Start Stored records

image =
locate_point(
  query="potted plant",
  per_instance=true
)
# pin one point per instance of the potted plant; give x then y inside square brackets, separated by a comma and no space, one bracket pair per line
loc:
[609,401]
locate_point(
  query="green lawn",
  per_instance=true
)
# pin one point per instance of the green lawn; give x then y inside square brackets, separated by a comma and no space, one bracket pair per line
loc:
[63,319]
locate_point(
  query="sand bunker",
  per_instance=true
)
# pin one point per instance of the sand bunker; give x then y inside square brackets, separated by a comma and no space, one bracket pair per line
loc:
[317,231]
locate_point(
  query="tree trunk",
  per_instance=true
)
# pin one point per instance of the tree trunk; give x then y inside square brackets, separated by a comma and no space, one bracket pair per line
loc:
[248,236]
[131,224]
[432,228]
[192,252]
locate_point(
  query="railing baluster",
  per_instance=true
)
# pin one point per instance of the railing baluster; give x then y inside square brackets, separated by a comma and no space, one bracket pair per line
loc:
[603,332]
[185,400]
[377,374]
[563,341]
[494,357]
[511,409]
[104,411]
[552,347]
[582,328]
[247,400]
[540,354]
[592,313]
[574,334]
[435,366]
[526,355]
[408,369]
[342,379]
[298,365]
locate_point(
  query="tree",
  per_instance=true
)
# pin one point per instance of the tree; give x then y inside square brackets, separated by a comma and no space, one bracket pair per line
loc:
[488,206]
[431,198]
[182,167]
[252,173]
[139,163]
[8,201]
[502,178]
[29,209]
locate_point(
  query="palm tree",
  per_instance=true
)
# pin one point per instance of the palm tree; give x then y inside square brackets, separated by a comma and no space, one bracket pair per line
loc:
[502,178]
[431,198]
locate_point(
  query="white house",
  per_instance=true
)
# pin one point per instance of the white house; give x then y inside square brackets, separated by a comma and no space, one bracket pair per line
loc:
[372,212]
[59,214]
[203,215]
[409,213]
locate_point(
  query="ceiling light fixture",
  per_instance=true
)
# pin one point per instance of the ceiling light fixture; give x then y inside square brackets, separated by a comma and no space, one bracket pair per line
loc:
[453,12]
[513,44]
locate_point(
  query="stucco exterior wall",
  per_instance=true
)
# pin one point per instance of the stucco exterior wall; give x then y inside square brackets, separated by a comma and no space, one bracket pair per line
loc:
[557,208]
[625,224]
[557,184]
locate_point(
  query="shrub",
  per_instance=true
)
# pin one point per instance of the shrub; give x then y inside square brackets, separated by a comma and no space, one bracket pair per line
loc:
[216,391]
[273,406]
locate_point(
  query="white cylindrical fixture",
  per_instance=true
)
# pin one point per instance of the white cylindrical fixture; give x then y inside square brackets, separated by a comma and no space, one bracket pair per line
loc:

End Stored records
Start Stored records

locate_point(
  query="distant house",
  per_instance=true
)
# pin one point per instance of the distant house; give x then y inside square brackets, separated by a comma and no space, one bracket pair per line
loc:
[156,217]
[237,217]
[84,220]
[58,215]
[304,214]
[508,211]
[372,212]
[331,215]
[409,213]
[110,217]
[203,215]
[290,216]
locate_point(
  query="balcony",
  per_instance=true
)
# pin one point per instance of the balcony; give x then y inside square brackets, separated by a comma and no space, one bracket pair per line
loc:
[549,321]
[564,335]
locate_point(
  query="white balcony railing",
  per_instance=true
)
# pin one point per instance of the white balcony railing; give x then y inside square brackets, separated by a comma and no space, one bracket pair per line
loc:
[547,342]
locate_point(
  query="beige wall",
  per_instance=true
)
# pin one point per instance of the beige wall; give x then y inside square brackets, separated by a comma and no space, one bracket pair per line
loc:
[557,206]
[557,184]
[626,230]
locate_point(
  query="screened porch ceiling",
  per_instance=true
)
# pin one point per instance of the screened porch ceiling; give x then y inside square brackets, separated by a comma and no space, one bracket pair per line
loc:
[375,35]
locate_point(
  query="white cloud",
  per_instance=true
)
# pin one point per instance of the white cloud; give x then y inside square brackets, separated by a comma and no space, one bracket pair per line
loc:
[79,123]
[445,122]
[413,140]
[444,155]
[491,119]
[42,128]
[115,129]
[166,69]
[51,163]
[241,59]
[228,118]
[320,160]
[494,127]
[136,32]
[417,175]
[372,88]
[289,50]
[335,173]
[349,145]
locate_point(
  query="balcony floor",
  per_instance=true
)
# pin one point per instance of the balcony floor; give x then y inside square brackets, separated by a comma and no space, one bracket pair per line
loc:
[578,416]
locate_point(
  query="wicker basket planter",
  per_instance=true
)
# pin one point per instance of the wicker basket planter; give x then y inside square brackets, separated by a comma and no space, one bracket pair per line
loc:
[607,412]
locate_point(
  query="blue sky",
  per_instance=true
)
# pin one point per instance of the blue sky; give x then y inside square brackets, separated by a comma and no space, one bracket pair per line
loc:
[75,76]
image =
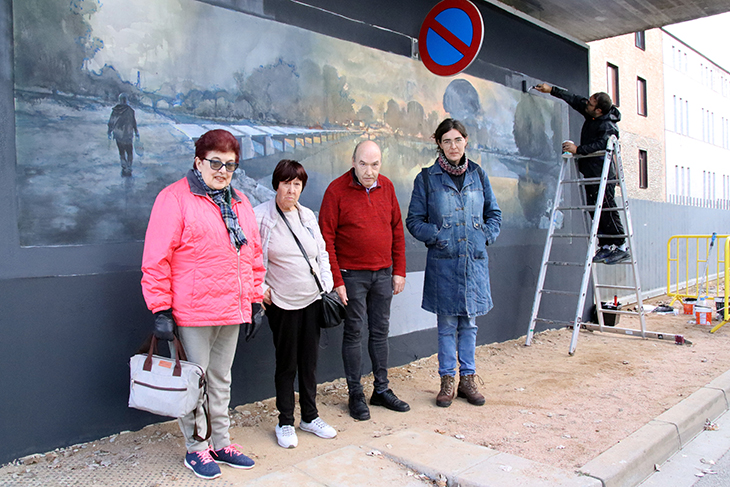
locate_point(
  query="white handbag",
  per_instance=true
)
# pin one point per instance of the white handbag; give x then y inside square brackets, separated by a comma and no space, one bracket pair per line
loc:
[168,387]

End Stored records
Start Stored records

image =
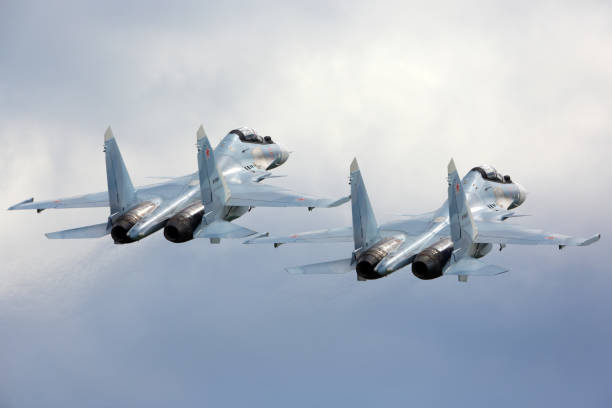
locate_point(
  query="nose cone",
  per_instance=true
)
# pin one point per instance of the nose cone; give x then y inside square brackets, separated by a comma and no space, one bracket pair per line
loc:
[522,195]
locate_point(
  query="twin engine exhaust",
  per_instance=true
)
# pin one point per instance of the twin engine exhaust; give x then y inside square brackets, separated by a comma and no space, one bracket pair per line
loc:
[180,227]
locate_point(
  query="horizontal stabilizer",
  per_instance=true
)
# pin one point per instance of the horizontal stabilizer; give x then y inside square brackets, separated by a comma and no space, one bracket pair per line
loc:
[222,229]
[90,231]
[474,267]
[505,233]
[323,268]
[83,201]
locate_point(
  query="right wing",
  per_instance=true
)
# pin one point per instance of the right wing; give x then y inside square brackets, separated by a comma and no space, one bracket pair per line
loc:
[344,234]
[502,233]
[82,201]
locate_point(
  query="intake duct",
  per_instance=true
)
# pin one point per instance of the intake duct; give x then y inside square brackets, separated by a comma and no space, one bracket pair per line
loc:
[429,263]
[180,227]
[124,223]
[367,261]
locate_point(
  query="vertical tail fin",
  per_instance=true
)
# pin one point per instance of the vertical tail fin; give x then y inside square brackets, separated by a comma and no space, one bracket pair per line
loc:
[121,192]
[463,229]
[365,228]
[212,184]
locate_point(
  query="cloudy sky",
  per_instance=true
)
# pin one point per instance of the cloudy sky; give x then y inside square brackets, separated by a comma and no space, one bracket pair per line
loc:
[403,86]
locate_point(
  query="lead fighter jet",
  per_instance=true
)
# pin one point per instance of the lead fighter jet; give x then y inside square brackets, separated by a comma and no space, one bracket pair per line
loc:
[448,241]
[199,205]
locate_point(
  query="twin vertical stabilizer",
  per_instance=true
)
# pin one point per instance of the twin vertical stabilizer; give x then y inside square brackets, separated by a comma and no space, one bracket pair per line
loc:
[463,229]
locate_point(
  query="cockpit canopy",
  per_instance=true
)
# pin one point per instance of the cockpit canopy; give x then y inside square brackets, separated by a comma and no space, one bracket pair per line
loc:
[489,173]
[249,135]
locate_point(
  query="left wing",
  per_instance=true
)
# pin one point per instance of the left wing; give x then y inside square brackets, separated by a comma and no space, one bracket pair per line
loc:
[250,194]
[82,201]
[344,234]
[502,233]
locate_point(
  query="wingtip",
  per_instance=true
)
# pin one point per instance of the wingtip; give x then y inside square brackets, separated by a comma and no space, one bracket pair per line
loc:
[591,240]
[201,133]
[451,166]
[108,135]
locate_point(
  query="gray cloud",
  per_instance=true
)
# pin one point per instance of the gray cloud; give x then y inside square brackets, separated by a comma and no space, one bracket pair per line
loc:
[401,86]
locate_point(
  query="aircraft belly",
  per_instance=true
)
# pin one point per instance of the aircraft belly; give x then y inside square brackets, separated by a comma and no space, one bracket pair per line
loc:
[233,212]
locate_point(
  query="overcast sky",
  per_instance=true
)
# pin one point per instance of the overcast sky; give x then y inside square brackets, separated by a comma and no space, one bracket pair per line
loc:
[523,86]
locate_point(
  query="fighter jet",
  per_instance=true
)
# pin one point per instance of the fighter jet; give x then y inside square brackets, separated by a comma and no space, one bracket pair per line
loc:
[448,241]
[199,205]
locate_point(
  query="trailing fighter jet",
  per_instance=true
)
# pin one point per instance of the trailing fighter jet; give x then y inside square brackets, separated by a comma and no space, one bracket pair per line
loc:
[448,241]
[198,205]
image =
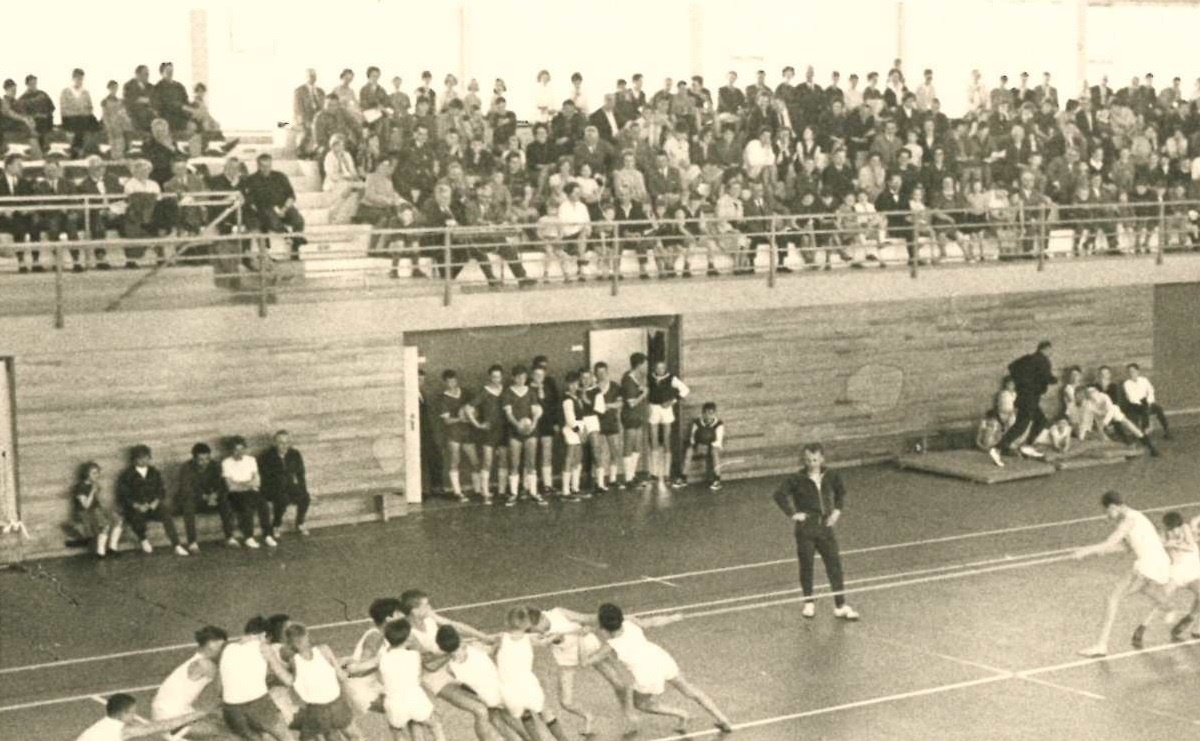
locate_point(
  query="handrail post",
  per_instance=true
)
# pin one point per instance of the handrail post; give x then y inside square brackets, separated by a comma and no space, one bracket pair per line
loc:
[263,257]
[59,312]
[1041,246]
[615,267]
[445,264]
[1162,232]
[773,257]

End Stored records

### Written request
Extract each line of the material above that contains the string "intake". Case counts.

### Response for this exercise
  query="intake duct",
# pin one point per instance of the intake duct; give x then y inside square brackets, separated by a comma and no space, one bracket pair per line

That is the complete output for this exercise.